Natural language region descriptions:
************

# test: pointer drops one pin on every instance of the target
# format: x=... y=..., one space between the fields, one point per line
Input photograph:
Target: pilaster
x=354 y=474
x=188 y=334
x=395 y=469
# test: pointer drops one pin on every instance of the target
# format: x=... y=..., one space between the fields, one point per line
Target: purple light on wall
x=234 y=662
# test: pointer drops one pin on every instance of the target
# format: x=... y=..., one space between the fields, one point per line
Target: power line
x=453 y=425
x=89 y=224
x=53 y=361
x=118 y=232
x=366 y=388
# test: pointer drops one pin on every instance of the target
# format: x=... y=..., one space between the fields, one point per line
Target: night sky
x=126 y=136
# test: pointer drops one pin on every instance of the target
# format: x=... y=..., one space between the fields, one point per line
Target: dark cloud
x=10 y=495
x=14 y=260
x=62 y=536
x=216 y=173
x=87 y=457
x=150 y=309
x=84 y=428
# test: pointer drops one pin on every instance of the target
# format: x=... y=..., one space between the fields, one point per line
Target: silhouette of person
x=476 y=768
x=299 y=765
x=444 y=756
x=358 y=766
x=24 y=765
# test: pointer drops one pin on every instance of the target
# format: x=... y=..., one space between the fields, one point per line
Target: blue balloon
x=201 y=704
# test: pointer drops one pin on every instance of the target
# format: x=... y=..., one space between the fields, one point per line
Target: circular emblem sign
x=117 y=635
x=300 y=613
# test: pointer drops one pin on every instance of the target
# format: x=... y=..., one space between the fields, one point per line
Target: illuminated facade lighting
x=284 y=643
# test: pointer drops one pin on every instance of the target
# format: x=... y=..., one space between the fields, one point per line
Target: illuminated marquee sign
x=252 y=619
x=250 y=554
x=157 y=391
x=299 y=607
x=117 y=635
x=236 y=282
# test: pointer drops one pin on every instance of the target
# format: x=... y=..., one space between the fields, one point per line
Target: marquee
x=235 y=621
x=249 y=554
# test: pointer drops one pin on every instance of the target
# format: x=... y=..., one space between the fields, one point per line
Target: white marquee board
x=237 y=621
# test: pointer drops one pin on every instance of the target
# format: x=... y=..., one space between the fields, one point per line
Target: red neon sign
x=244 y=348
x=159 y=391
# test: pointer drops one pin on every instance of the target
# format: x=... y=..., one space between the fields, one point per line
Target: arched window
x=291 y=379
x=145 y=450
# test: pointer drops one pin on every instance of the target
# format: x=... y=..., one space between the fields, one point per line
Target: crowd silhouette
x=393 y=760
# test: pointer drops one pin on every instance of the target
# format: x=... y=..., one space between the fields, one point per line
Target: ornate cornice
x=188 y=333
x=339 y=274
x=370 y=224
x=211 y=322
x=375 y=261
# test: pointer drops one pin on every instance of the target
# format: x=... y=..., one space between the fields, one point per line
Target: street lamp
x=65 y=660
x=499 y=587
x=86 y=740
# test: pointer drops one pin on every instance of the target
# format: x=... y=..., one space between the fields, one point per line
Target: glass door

************

### REQUIREMENT
Repeat each entry above, keeping every word exact.

### EXERCISE SOLUTION
# test: pointer drops one pin on every instance of the target
# format: x=... y=..., one space between the fields, one point per line
Input photograph:
Target: pilaster
x=354 y=474
x=188 y=334
x=395 y=469
# test: pointer drops one pin on every instance of the target
# format: x=... y=..., one space between the fields, one point per line
Target: purple light on wall
x=234 y=662
# test: pointer drops one pin on every instance of the target
# format: x=... y=..., one space between the fields, one point per line
Target: power line
x=453 y=425
x=89 y=224
x=53 y=361
x=118 y=232
x=366 y=388
# test: pointer drops one pin on every instance of the target
# format: x=... y=..., one space between the fields, one point per line
Target: night sky
x=126 y=136
# test: pointer drops one pin on every instance of the target
# format: x=... y=..., one space between the fields, one point per line
Target: dark cloud
x=10 y=495
x=14 y=260
x=62 y=536
x=216 y=173
x=87 y=457
x=150 y=309
x=84 y=428
# test: pointer drops one pin on every instance of the target
# format: x=... y=..., one space between the fields, one point per line
Target: silhouette of person
x=476 y=768
x=299 y=765
x=444 y=756
x=358 y=766
x=24 y=765
# test: pointer drops one pin on every instance of the target
# format: x=... y=..., one space between the fields, one point per line
Target: blue balloon
x=201 y=704
# test: pointer drops one pin on every instance of the target
# format: x=... y=..., one space between the fields, one point per line
Target: circular emblem sign
x=117 y=635
x=300 y=613
# test: pointer drops one pin on every instance of the target
# format: x=... y=..., one space between the fields, one point per line
Target: illuminated facade lighting
x=284 y=643
# test: pointer drops one pin on every instance of the target
# format: x=... y=..., one space between the fields, one point per line
Target: illuminated marquee sign
x=252 y=619
x=250 y=554
x=157 y=391
x=299 y=607
x=117 y=635
x=236 y=282
# test: pointer drops one pin on every instance of the target
# format: x=... y=..., one space between the fields, one point per line
Target: marquee
x=235 y=621
x=249 y=554
# test: pointer drops one pin on every instance of the target
# format: x=... y=..., one space between the fields, one point per line
Target: white marquee board
x=237 y=621
# test: pointer drops one pin on every instance of the target
# format: x=... y=..., one space between the fields, one point per line
Target: red neon sign
x=244 y=348
x=159 y=391
# test: pointer drops one pin on every instance of the target
# format: x=... y=..., one space between the fields, one point per line
Target: arched window
x=291 y=379
x=145 y=450
# test: pointer drops one pin on every instance of the target
# format: x=... y=..., one space between the fields, one point per line
Target: crowd silhouette
x=393 y=760
# test: pointer drops one pin on every instance of the target
# format: x=... y=..., one space between the fields, one point per line
Target: ornate cornice
x=188 y=333
x=339 y=274
x=370 y=224
x=211 y=322
x=375 y=261
# test: pointer drops one pin on every instance of the target
# format: x=... y=..., one space between the fields, one point per line
Target: street lamp
x=65 y=660
x=499 y=587
x=86 y=740
# test: pointer drops one pin on every instance of the target
# format: x=... y=..., one space between the fields, one point per line
Target: glass door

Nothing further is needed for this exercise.